## Prompt
Quote the rows below verbatim, from the start of the rows up to and including the line with "[(241, 192)]". Leave the pictures out of your answer.

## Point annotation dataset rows
----

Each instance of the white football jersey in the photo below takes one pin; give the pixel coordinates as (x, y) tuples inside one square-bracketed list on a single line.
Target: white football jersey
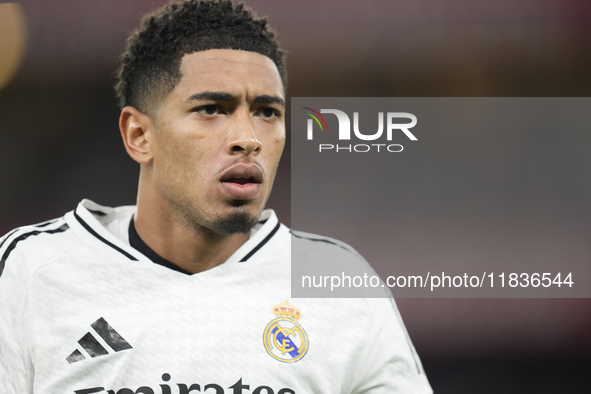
[(81, 311)]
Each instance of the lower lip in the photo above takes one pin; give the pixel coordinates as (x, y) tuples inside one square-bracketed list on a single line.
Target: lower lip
[(241, 192)]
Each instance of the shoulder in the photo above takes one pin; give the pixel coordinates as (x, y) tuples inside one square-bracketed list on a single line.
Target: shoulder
[(307, 243), (326, 267), (35, 242)]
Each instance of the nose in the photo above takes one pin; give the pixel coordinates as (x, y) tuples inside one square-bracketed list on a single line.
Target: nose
[(244, 140)]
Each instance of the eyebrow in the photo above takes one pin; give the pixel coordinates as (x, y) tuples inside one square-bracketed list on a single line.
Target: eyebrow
[(229, 97), (266, 99)]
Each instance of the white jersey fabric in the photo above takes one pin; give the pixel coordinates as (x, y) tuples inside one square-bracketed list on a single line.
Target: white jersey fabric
[(81, 311)]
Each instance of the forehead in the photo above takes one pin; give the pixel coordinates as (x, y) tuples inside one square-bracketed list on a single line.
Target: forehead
[(241, 73)]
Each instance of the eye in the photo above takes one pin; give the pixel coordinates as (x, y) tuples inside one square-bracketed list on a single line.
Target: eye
[(269, 113), (208, 109)]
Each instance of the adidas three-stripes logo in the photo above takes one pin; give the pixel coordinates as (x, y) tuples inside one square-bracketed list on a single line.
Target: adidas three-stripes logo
[(93, 347)]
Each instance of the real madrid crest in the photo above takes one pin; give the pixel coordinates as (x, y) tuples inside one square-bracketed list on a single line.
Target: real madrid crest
[(284, 338)]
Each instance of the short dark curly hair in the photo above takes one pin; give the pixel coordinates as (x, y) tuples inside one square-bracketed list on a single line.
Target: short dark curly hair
[(150, 65)]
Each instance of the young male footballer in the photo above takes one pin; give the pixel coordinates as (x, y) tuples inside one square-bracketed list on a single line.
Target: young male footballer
[(189, 291)]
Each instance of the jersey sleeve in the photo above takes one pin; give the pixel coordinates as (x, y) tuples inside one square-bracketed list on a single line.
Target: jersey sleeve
[(389, 362), (13, 297)]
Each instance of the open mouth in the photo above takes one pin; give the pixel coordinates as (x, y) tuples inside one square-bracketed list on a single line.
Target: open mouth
[(240, 181)]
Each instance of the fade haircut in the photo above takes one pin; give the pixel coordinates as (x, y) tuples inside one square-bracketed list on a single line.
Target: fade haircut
[(150, 66)]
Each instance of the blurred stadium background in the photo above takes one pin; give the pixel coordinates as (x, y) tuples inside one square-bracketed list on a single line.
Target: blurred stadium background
[(59, 140)]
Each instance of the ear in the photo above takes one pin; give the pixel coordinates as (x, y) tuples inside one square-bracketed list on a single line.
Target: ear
[(136, 129)]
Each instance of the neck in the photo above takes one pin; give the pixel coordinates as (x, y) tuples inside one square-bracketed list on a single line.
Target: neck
[(168, 234)]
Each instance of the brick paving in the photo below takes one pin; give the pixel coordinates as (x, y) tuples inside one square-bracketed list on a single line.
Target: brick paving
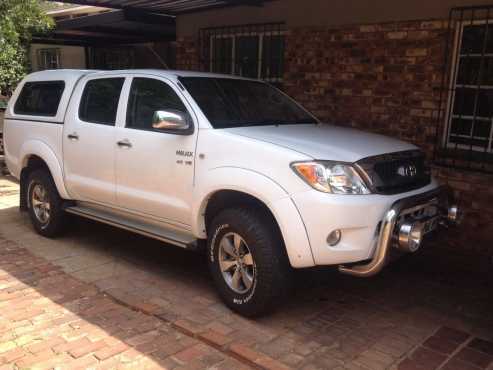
[(104, 298)]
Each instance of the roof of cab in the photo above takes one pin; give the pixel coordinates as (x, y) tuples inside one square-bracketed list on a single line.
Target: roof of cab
[(68, 74)]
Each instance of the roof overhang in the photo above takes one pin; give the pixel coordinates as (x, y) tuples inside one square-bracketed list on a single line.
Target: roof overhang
[(113, 27), (169, 7)]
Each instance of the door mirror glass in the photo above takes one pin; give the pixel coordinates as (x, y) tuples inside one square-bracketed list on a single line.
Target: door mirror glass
[(170, 120)]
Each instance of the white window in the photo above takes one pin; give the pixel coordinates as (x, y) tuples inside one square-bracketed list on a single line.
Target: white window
[(49, 59), (471, 102)]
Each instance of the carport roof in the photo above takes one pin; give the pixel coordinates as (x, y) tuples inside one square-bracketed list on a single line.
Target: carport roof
[(169, 7), (114, 27)]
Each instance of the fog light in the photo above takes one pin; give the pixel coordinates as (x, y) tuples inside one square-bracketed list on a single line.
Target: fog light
[(454, 215), (334, 237), (410, 237)]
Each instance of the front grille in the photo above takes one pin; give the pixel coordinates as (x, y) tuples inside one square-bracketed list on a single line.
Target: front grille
[(396, 172)]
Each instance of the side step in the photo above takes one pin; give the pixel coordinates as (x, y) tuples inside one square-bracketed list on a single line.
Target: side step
[(170, 236)]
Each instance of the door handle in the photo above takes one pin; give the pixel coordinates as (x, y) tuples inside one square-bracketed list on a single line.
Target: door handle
[(124, 143), (73, 136)]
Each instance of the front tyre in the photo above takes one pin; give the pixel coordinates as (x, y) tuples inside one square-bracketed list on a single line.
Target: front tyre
[(247, 261), (44, 204)]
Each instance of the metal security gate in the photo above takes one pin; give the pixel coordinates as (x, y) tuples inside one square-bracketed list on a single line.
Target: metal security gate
[(465, 129), (255, 51)]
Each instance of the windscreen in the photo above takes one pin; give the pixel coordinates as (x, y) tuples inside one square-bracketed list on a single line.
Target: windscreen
[(228, 102)]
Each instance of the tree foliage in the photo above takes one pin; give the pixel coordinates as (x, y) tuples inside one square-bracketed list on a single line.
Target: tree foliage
[(19, 20)]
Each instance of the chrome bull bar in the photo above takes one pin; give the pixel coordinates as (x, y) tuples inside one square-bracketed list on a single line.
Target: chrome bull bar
[(410, 233)]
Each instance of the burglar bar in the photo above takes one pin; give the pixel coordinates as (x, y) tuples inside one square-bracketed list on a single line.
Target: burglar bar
[(252, 50), (465, 119)]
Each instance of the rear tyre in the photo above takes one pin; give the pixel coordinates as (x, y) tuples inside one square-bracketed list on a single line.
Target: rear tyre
[(44, 204), (247, 260)]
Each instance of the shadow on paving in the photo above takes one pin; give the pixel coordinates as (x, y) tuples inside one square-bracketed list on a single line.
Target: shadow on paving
[(329, 321)]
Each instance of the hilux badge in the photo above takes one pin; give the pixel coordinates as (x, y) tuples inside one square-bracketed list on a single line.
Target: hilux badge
[(407, 171)]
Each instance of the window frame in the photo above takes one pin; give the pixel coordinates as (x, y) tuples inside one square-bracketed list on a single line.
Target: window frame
[(233, 36), (453, 86), (41, 60), (82, 92), (188, 109), (40, 82), (262, 31)]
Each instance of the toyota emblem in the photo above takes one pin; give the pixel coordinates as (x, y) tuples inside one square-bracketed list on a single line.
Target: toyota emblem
[(407, 171)]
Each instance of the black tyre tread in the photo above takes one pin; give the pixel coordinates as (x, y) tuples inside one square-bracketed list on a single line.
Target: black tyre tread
[(270, 252), (57, 215)]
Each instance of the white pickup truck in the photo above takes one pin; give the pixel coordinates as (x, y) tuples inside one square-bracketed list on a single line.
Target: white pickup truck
[(227, 164)]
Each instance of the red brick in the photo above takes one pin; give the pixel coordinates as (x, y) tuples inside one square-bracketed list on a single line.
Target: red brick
[(455, 364), (482, 346), (108, 352), (441, 345), (245, 352), (427, 358), (84, 350), (474, 357), (45, 344), (187, 326), (66, 347), (191, 353), (215, 338), (12, 355), (453, 335)]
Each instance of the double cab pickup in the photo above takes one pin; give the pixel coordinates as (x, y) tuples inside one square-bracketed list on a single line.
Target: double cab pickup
[(229, 165)]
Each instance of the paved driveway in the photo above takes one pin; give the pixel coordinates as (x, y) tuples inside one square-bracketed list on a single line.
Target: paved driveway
[(104, 297)]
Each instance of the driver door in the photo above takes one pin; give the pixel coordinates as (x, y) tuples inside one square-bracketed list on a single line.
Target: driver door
[(155, 167)]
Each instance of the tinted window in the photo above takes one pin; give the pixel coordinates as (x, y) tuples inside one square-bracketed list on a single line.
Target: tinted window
[(231, 102), (148, 95), (99, 102), (40, 98)]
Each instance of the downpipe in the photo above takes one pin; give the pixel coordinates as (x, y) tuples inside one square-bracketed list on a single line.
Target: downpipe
[(409, 235)]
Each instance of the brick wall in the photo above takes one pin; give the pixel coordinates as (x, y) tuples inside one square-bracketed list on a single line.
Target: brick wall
[(187, 54), (384, 78)]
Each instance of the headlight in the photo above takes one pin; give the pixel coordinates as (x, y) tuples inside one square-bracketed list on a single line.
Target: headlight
[(331, 177)]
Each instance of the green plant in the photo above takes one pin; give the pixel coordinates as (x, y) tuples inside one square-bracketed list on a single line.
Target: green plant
[(19, 20)]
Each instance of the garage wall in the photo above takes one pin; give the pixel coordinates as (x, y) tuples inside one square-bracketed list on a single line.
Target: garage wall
[(71, 56), (298, 13), (370, 65)]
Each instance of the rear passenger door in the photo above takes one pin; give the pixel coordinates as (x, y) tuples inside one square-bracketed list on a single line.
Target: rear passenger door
[(89, 139), (155, 167)]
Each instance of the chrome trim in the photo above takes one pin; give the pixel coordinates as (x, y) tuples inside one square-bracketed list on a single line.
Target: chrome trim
[(386, 236), (121, 225)]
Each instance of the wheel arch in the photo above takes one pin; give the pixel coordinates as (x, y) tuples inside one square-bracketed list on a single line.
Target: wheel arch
[(36, 155), (236, 187)]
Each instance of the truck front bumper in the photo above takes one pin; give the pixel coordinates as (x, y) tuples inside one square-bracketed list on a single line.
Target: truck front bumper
[(404, 226), (370, 226)]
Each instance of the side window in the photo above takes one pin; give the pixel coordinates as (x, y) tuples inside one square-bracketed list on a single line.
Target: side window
[(147, 96), (99, 102), (39, 98)]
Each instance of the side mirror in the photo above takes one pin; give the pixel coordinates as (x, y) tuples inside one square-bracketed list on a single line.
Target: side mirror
[(171, 120)]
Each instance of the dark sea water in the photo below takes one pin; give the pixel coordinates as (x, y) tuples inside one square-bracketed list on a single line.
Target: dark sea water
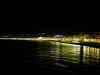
[(48, 58)]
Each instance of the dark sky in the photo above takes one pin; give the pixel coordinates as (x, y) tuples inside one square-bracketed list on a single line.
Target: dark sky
[(33, 20)]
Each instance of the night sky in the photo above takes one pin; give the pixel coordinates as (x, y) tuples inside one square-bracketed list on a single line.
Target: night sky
[(32, 20)]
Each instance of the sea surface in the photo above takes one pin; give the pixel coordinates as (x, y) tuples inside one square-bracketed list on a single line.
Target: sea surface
[(48, 58)]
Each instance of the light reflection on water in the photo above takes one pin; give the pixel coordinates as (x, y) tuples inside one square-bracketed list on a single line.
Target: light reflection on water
[(48, 53), (62, 53)]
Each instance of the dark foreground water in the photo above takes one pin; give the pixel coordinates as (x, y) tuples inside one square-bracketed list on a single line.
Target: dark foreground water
[(48, 58)]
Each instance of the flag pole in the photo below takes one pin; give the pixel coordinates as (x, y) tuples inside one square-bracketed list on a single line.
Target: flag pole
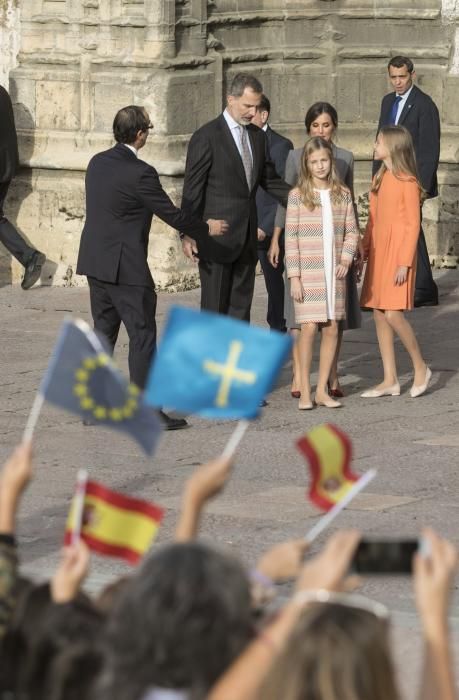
[(34, 414), (325, 521), (235, 439), (82, 480)]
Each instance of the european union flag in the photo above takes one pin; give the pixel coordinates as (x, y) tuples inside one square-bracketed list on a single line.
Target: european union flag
[(83, 379), (214, 365)]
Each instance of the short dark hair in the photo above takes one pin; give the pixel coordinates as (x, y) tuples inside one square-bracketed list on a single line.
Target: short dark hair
[(265, 104), (316, 110), (241, 81), (128, 122), (400, 62), (182, 619)]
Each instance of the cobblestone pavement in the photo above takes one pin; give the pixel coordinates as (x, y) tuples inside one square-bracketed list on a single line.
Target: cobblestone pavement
[(413, 443)]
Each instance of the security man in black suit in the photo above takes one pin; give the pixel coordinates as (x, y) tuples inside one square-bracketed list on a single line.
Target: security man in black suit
[(31, 259), (226, 163), (122, 194), (417, 112), (278, 148)]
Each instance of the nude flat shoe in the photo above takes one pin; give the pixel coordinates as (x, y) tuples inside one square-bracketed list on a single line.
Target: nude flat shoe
[(416, 391), (328, 403), (393, 390)]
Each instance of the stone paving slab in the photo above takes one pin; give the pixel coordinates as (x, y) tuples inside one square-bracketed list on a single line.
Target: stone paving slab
[(413, 443)]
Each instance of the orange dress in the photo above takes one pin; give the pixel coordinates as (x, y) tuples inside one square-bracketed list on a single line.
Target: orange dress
[(390, 241)]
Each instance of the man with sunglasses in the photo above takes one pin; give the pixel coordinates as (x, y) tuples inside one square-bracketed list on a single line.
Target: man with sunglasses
[(123, 193)]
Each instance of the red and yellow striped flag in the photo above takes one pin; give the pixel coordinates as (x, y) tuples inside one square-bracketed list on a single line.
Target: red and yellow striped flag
[(114, 524), (328, 451)]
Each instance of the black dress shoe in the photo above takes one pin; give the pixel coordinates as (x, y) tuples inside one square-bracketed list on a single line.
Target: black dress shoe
[(33, 269), (425, 302), (170, 423)]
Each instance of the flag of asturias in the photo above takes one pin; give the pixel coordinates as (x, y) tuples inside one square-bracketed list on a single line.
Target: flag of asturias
[(114, 524), (83, 379), (329, 452), (213, 365)]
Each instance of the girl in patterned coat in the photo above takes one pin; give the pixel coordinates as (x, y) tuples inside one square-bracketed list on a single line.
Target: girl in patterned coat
[(320, 241)]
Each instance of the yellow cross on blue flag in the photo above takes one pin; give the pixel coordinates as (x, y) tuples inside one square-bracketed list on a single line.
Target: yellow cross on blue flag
[(83, 379), (213, 365)]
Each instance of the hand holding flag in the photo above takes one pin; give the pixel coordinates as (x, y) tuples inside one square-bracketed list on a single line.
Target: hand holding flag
[(113, 524), (333, 484)]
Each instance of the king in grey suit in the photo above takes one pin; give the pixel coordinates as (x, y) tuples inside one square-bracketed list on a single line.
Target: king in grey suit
[(226, 163)]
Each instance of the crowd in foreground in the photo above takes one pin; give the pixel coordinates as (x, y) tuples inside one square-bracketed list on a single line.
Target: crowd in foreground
[(191, 623)]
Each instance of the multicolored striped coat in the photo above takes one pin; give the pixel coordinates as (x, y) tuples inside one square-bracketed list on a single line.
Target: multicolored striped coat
[(304, 255)]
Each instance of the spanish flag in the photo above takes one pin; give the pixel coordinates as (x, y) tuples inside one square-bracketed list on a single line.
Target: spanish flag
[(328, 451), (114, 524)]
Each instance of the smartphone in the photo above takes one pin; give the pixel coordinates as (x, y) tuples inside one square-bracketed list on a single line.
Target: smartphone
[(387, 556)]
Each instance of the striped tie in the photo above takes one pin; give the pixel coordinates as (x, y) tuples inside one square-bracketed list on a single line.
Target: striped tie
[(246, 156)]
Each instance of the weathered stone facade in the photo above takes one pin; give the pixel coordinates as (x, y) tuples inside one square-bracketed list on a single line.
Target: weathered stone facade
[(80, 60)]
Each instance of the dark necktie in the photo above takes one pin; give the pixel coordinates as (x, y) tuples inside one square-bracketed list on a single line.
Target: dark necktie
[(394, 110), (246, 157)]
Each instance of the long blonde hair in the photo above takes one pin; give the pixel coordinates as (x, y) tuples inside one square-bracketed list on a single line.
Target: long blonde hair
[(308, 195), (335, 652), (399, 143)]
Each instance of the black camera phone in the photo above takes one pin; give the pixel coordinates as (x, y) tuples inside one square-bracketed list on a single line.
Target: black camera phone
[(385, 556)]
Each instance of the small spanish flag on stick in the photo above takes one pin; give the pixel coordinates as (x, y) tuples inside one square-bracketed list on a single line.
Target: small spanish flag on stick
[(111, 523), (333, 486), (329, 453)]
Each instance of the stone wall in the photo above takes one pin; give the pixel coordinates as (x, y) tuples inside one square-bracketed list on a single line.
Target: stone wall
[(80, 60)]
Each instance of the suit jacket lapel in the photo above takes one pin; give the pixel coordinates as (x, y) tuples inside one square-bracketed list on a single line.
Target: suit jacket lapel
[(231, 148), (255, 154), (408, 104)]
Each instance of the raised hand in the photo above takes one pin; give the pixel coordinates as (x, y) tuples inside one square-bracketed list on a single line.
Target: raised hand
[(70, 573)]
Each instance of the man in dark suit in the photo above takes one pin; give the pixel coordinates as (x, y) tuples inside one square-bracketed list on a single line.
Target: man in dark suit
[(226, 163), (31, 259), (408, 106), (278, 148), (122, 194)]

----

## Response to the task
Each instance of the white football jersey in the photo below takes one pin; give the pixel coordinates as (x, y) tuples inside one square-bracketed list on a single line.
Target: white football jersey
[(81, 311)]
Each instance of the lower lip in the photo above takes one pin; give the pixel coordinates as (x, y) tuples inside one square-bracketed list on a single line.
Target: lower lip
[(241, 192)]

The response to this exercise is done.